■ Excerpted text
Question

If we have an expression $x = {e^t} \times sint,y = {e^t} \times cost,t$ is a parameter, then $\dfrac{{{d^2}y}}{{d{x^2}}}$at \[t{\text{ }} = {\text{ }}\pi \] is equal to
1. $2{e^{( - \pi )}}$
2. $ - 2{e^{( - \pi )}}$
3. \[0\]
4. \[none{\text{ }}of{\text{ }}these\]

Answer 1

Hint: We have to find the double derivative of $y$ with respect to $x$. We solve this using product rules and various basic derivative formulas of trigonometric functions , derivatives of exponential functions and derivatives of ${x^n}$ . We firstly derivate the function of $x$ and $y$ with respect to separately by using product rules . Then by simplifying the expression we get the value of \[\dfrac{{dy}}{{dx}}\] . And again differentiating \[\dfrac{{dy}}{{dx}}\] with respect to $x$ to get the double derivative of $y$ with respect to $x$.

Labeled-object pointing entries
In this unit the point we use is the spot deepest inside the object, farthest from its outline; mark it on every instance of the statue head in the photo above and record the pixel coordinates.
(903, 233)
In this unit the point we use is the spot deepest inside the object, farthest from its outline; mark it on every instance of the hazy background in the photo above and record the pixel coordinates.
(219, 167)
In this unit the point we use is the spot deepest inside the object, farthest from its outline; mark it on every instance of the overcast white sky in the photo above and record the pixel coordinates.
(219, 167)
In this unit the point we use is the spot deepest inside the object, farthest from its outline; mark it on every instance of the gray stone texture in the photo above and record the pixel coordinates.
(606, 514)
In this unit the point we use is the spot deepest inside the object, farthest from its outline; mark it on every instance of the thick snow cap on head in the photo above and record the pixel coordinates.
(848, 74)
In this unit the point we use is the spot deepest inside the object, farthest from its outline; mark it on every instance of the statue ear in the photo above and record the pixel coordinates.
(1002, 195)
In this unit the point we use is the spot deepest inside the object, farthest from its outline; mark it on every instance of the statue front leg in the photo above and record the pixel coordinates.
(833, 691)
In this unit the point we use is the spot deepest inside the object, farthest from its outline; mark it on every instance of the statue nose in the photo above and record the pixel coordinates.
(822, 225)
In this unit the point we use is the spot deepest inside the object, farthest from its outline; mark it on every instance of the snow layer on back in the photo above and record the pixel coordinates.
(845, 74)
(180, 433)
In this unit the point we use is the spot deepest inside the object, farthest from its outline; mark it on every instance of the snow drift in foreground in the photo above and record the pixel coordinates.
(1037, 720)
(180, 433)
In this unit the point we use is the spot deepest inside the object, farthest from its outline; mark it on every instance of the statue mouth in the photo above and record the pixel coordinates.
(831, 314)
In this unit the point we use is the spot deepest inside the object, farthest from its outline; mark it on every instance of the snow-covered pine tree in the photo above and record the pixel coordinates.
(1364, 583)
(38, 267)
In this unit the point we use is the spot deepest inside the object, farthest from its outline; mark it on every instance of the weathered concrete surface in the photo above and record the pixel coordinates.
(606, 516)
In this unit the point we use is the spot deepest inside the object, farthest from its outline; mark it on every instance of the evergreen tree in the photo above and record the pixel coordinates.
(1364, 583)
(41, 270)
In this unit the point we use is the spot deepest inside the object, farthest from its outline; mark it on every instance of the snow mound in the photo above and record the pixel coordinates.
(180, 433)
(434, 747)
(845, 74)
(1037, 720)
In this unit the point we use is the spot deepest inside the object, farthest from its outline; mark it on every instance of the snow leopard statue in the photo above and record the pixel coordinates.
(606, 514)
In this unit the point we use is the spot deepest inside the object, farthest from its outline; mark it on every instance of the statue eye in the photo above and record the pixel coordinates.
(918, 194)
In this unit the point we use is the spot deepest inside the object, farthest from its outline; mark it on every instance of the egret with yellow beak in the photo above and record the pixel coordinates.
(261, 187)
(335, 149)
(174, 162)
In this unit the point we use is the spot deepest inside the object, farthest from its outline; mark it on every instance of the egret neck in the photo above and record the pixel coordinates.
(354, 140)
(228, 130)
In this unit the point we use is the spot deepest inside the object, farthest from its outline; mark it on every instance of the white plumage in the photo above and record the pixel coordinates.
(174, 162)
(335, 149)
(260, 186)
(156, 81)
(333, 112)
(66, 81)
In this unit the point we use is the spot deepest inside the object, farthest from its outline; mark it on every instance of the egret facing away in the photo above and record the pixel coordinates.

■ Set problem 1
In the parametric derivative problem, turn the paragraph that begins "Hint: We have to find" into a short list that keeps its main facts.
■ Set problem 2
Write the next part of the parametric derivative problem, picking up right after its hint.

■ Written response 1
- Goal: find the second derivative of y with respect to x.
- Tools: the product rule, basic derivative formulas for trigonometric functions, derivatives of exponential functions, and derivatives of xⁿ.
- Step 1: differentiate x and y separately using the product rule.
- Step 2: simplify the result to get dy/dx.
- Step 3: differentiate dy/dx again with respect to x to get the second derivative of y with respect to x.

■ Written response 2
Complete step-by-step solution:
Given :
$x = {e^t} \times sint,y = {e^t} \times cost$
As , we know
Derivative of product of two function is given by the following product rule :
\[\dfrac{{d\left[ {f\left( x \right){\text{ }} \times {\text{ }}g\left( x \right)} \right]}}{{dx}}{\text{ }} = {\text{ }}\dfrac{{{\text{ }}d\left[ {f\left( x \right)} \right]}}{{dx}} \times {\text{ }}g{\text{ }} + {\text{ }}f{\text{ }} \times {\text{ }}\dfrac{{d\left[ {g\left( x \right)} \right]}}{{dx}}\]
Also , ( derivative of ${x^n} = n \times {x^{(n - 1)}}$ )
( derivative of ${e^x} = {e^x}$ )
( Derivative of \[sin{\text{ }}x{\text{ }} = {\text{ }}cos{\text{ }}x\] )
( Derivative of \[cos{\text{ }}x{\text{ }} = {\text{ }} - {\text{ }}sin{\text{ }}x\] )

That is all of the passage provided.